(INFORMATION):
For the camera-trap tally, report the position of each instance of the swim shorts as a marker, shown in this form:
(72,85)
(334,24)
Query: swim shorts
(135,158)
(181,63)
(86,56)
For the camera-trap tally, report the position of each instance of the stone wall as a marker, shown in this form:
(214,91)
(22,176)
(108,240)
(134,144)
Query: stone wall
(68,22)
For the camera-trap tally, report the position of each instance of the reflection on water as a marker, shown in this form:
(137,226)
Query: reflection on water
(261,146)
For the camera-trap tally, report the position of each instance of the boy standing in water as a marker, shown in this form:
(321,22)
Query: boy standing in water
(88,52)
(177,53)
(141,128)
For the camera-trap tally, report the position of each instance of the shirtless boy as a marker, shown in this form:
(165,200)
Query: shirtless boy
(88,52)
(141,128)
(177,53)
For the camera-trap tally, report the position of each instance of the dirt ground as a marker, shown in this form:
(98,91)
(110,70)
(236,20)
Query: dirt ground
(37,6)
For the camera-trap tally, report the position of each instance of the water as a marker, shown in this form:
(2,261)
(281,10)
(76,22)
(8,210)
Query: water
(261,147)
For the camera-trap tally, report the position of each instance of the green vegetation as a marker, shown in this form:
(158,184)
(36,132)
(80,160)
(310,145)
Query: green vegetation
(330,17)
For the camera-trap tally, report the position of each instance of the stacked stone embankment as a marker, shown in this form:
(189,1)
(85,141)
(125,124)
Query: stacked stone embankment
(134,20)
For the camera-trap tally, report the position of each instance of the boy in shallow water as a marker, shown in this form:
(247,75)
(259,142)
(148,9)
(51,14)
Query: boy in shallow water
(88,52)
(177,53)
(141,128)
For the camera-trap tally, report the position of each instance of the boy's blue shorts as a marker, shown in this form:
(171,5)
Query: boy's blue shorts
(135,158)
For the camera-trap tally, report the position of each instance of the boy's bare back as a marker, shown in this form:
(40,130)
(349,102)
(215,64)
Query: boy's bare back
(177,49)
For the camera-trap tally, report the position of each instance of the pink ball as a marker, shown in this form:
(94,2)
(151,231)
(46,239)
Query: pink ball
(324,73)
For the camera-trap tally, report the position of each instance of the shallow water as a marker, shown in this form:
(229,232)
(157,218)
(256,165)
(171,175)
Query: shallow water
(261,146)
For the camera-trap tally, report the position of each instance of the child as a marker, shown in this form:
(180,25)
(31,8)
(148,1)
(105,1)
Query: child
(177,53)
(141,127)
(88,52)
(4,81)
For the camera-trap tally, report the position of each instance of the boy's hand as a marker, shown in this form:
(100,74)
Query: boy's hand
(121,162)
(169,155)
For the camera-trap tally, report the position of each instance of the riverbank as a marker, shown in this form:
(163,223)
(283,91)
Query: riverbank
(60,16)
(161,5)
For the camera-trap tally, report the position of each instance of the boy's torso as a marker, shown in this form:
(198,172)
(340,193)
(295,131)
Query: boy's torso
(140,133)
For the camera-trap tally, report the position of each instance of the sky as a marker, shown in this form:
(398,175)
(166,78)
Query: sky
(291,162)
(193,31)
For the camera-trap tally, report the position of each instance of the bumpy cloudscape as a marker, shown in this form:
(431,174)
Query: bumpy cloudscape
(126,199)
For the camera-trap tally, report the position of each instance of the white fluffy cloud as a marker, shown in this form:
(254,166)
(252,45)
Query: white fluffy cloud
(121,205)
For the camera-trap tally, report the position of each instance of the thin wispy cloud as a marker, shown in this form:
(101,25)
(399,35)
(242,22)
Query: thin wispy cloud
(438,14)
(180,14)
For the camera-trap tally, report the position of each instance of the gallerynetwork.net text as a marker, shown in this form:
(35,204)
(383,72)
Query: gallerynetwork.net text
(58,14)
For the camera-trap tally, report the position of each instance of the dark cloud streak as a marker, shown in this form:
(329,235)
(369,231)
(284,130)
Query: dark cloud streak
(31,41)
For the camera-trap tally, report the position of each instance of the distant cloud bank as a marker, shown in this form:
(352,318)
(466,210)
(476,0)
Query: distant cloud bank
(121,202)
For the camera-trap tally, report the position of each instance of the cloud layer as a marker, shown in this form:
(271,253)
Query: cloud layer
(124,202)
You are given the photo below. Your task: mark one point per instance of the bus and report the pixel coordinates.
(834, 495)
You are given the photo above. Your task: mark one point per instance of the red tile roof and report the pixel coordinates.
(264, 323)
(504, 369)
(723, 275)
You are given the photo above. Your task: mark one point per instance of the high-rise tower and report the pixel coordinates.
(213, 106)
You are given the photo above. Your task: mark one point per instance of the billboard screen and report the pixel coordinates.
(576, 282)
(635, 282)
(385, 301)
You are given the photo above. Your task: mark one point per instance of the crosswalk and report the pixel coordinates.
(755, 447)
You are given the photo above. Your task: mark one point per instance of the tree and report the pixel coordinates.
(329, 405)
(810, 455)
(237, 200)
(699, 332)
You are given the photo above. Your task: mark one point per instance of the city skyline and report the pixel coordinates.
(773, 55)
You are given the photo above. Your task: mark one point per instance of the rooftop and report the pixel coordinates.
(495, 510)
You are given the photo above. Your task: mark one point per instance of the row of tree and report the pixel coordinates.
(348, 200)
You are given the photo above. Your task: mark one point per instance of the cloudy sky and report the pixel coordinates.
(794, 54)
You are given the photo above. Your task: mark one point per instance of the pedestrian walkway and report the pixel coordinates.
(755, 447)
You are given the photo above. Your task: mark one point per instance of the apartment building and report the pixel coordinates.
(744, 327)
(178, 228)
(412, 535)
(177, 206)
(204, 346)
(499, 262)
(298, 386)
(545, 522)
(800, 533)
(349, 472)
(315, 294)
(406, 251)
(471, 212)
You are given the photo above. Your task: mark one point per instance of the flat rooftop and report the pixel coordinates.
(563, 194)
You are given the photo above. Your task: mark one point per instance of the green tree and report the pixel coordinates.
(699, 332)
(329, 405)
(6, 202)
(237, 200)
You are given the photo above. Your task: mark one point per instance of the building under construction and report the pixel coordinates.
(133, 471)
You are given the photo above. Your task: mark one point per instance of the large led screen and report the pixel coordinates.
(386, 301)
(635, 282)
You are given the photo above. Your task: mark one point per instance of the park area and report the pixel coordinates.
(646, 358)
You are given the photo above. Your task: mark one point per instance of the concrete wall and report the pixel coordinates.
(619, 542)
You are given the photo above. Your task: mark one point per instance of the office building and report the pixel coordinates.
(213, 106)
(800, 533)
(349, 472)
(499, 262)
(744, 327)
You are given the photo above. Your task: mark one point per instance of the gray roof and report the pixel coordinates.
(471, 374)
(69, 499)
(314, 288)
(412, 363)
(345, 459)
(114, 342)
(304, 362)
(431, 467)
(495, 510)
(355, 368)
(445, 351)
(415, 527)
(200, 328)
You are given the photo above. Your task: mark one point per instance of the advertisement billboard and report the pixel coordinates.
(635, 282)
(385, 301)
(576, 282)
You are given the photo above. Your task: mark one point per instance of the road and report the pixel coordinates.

(PROMPT):
Please retype every entry above exactly as it stands.

(TASK OUTPUT):
For the camera-trap tally, report the position of each instance of the swim shorts as a marker, shown in this form:
(72,85)
(334,24)
Query: swim shorts
(135,158)
(181,63)
(86,56)
For the camera-trap tally, report the position of each instance of the stone wall as a marker, shown in this form:
(214,91)
(22,176)
(108,240)
(134,144)
Query: stone wall
(68,22)
For the camera-trap tally, report the position of each instance of the reflection on water as a marker, shown in this form:
(137,226)
Query: reflection on water
(261,146)
For the camera-trap tally, report the position of each instance of the boy standing in water as a marker, shown in this form:
(321,22)
Query: boy standing in water
(88,52)
(177,53)
(141,128)
For the camera-trap tally, report the position of each instance of the shirtless boy as a marker, shown in this form:
(165,200)
Query: shirtless boy
(88,52)
(141,128)
(177,53)
For the camera-trap tally, report the position of each instance of the dirt ground as a marker, shown in this form:
(98,91)
(110,70)
(236,20)
Query: dirt ground
(37,6)
For the camera-trap tally, report the position of each instance of the water as a marker, shown in this form:
(2,261)
(281,10)
(76,22)
(8,210)
Query: water
(261,147)
For the camera-trap tally, report the position of each instance of the green vegetation as a marker, shown in this form:
(158,184)
(36,132)
(80,160)
(310,145)
Query: green vegetation
(330,17)
For the camera-trap tally, report the position of each instance of the stacked stone embankment as a marker, shown in this form:
(189,1)
(85,141)
(125,124)
Query: stacked stone embankment
(134,20)
For the camera-trap tally, report the position of each instance of the boy in shallow water as a marker, shown in this form:
(247,75)
(259,142)
(148,9)
(51,14)
Query: boy in shallow water
(88,52)
(177,53)
(141,128)
For the camera-trap tally, report the position of each instance of the boy's blue shorts as a marker, shown in this form:
(171,5)
Query: boy's blue shorts
(135,158)
For the camera-trap tally, report the position of each instance of the boy's bare back as a marker, shown in this form:
(40,130)
(349,102)
(215,64)
Query: boy's bare back
(177,49)
For the camera-trap tally, report the position of each instance of the pink ball as a marker, shown in this form:
(94,2)
(151,231)
(46,239)
Query: pink ball
(324,73)
For the camera-trap tally, report the position of each instance of the shallow water as a marker, shown in this form:
(229,232)
(157,218)
(256,165)
(171,175)
Query: shallow water
(261,146)
For the camera-trap tally, report the position of each instance of the child as a marker, shown in this form:
(180,25)
(31,8)
(148,1)
(105,1)
Query: child
(177,53)
(141,127)
(88,52)
(4,81)
For the camera-trap tally, report the position of each instance of the boy's hand as a marker, shown in this form:
(100,74)
Query: boy's hand
(121,162)
(169,155)
For the camera-trap tally, report the position of each instance of the riverbank as a marker, shown in this form:
(163,223)
(283,91)
Query: riverbank
(60,16)
(161,5)
For the camera-trap tally, report the position of each instance of the boy's torso as a marker, shown in this form:
(198,172)
(340,193)
(295,131)
Query: boy's torso
(140,133)
For the camera-trap tally, report the position of each instance of the sky as a marker, shown in this form:
(398,175)
(166,78)
Query: sky
(291,162)
(193,31)
For the camera-trap tally, report the position of each instance of the bumpy cloudscape as a marker, shown in this form:
(431,174)
Query: bumpy cloudscape
(126,199)
For the camera-trap tally, report the position of each instance of the white fluffy cloud as a marker, shown in this form:
(254,166)
(252,45)
Query: white fluffy cloud
(121,205)
For the camera-trap tally, report the position of each instance of the thin wispy cloud as a marker, shown in this form:
(101,25)
(399,35)
(242,22)
Query: thin wispy cloud
(438,14)
(180,14)
For the camera-trap tally, report the position of each instance of the gallerynetwork.net text as a marker, shown in this form:
(35,204)
(383,72)
Query: gallerynetwork.net text
(58,14)
For the camera-trap tally, report the position of each instance of the dark cloud streak as a marker, shown in this form:
(329,235)
(369,231)
(284,130)
Query: dark cloud streak
(31,41)
For the camera-trap tally, report the position of each instance of the distant cloud bank as a marker, shown in this form:
(352,318)
(466,210)
(476,0)
Query: distant cloud bank
(121,202)
For the camera-trap tally, report the position of each instance of the cloud layer as a marker, shown in this form:
(271,253)
Query: cloud layer
(124,202)
You are given the photo below. Your task: mark one point per instance of the bus and report the pixel coordinates.
(834, 495)
You are given the photo above. Your task: mark one point per instance of the red tile roof and report the pixel coordinates.
(264, 323)
(504, 369)
(723, 275)
You are given the photo above. Your task: mark one point per instance of the high-rise tower and report the pixel coordinates.
(213, 106)
You are given the photo above. Your task: mark one point per instance of the billboard screen and report the pixel coordinates.
(576, 282)
(635, 282)
(385, 301)
You are given the photo above. Your task: mark one point per instance of the crosswalk and report the pixel coordinates.
(755, 447)
You are given the photo above. Your task: mark one point per instance of the tree and report the pixel coordinates.
(329, 405)
(810, 455)
(237, 200)
(699, 332)
You are given the photo above. Your task: mark one point per instance of the city skyline and report the pixel coordinates.
(773, 55)
You are given the photo above. Your task: mark one point per instance of the rooftop and report the pixel coordinates.
(495, 510)
You are given the photo above. Your task: mark one point per instance of the row of tree and report the pixel coordinates.
(348, 200)
You are given the photo above. Your task: mark one point per instance of the cloudy sky and report the pixel coordinates.
(794, 54)
You are given the photo above. Your task: mark one point per instance of the pedestrian walkway and report the pixel coordinates.
(755, 447)
You are given the photo above. Your task: mark one point per instance of the apartment building and report the pixel coordinates.
(744, 327)
(178, 228)
(412, 535)
(177, 206)
(204, 346)
(499, 262)
(298, 386)
(545, 522)
(800, 533)
(349, 472)
(315, 294)
(406, 251)
(471, 212)
You are given the photo above. Your task: mark one point per instance of the flat rooftop and report the pixel coordinates.
(563, 194)
You are given the photo above. Your task: mark one point per instance of the green tree and report the pixel coordinates.
(699, 332)
(329, 405)
(6, 202)
(237, 200)
You are given the photo above. Your task: mark one point per instance of the building under construction and report the pixel coordinates.
(133, 471)
You are given the photo above. Your task: mark one point per instance of the large led screen and report the pixel coordinates.
(386, 301)
(635, 282)
You are given the photo above. Your task: mark one point per instance of the park area and report the pixel coordinates.
(646, 358)
You are given the photo above. Your task: mark one point per instance of the concrete wall and report the pixel coordinates.
(619, 542)
You are given the photo above. Your task: mark one point per instance of the office building and report the pixel coordinates.
(213, 106)
(800, 533)
(349, 472)
(499, 262)
(744, 327)
You are given the photo above. Your task: mark one point per instance of the gray roof and report the pixel coordinates.
(471, 374)
(69, 499)
(314, 288)
(412, 363)
(345, 459)
(114, 342)
(304, 362)
(431, 467)
(495, 510)
(355, 368)
(445, 351)
(415, 527)
(200, 328)
You are given the photo above. Your task: mark one point per instance of the advertisement billboard and report the pixel coordinates.
(635, 282)
(385, 301)
(576, 282)
You are given the photo above. Your task: mark one point per instance of the road and report the pixel coordinates.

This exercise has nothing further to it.